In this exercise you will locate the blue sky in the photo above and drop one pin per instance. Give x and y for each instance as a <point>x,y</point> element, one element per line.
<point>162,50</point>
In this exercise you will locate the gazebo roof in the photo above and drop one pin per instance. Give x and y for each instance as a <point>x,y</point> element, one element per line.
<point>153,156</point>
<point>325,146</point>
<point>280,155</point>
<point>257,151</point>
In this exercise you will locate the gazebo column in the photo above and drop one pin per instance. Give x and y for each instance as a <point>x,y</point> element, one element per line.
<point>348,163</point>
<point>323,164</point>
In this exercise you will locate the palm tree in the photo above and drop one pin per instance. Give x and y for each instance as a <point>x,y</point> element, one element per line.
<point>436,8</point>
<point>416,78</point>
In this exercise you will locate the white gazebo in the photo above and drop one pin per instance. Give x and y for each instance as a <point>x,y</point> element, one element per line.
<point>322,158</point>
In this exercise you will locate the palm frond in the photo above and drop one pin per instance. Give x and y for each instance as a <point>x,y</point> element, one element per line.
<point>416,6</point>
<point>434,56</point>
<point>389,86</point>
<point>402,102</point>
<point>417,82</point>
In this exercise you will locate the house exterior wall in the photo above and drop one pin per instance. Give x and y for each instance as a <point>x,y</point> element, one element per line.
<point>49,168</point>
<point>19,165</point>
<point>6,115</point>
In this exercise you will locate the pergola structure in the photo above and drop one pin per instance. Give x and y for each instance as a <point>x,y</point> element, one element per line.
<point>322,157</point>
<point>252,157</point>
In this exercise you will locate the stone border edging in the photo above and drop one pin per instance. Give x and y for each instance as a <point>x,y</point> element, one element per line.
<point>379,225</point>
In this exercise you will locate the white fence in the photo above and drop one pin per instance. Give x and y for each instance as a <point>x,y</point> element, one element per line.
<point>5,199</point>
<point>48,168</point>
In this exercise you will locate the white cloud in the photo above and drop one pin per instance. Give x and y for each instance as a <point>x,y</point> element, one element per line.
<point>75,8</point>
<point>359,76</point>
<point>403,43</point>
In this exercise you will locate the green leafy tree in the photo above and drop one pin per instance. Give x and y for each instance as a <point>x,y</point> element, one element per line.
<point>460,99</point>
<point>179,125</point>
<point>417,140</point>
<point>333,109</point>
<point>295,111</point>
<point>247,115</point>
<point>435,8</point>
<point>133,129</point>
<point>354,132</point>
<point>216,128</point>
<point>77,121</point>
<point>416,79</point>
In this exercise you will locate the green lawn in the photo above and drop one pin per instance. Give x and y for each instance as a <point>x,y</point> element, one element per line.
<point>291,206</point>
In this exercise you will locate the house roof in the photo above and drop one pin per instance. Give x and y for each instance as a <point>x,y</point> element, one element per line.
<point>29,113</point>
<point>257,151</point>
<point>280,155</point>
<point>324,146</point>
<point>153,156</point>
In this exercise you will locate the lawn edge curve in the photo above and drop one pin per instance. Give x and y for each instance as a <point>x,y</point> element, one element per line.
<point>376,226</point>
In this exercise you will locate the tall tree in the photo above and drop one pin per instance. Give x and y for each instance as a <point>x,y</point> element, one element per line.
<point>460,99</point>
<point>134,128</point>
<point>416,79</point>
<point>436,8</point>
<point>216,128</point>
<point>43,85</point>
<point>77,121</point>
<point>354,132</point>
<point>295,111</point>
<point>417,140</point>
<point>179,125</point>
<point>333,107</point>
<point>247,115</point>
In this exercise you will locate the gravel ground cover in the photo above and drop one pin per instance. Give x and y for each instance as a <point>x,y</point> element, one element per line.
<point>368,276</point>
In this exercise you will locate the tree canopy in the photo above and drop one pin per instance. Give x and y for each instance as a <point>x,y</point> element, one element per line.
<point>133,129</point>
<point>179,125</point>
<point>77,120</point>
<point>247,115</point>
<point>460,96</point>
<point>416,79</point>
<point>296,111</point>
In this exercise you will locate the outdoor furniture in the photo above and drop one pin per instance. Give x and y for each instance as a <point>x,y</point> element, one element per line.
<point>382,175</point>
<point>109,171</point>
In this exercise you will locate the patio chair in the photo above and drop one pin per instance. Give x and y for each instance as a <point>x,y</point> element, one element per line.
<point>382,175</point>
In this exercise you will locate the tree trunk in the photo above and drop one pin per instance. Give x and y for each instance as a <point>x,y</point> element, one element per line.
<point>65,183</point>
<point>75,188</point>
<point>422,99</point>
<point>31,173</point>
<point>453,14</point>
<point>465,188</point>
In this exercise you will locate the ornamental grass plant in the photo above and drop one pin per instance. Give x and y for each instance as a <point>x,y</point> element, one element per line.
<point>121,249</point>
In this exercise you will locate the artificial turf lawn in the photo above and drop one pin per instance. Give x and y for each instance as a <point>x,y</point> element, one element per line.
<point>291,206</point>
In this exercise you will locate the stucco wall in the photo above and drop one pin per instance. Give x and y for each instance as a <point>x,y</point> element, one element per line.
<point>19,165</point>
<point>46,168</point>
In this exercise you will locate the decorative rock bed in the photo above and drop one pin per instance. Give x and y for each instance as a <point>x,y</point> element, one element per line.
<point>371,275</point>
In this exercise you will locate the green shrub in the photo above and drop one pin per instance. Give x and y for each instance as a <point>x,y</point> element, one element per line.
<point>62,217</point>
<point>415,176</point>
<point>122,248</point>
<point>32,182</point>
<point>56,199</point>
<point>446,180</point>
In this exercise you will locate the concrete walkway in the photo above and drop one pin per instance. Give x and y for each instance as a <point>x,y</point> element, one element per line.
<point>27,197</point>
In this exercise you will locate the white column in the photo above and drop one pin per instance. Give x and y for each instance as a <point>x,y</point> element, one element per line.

####################

:: WHAT YOU SHOULD DO ::
Could you copy out the lines of the records running from the line containing "In this exercise you will locate the palm frond" through the line containing "<point>417,82</point>", inclusive, reproducing them exactly?

:: RESULT OF THIS EXERCISE ::
In this exercise you will locate the palm frond in the photo above and drop one pin per instance. Give x and y for each instance as a <point>x,y</point> element, one element per line.
<point>416,6</point>
<point>434,56</point>
<point>389,86</point>
<point>402,102</point>
<point>417,82</point>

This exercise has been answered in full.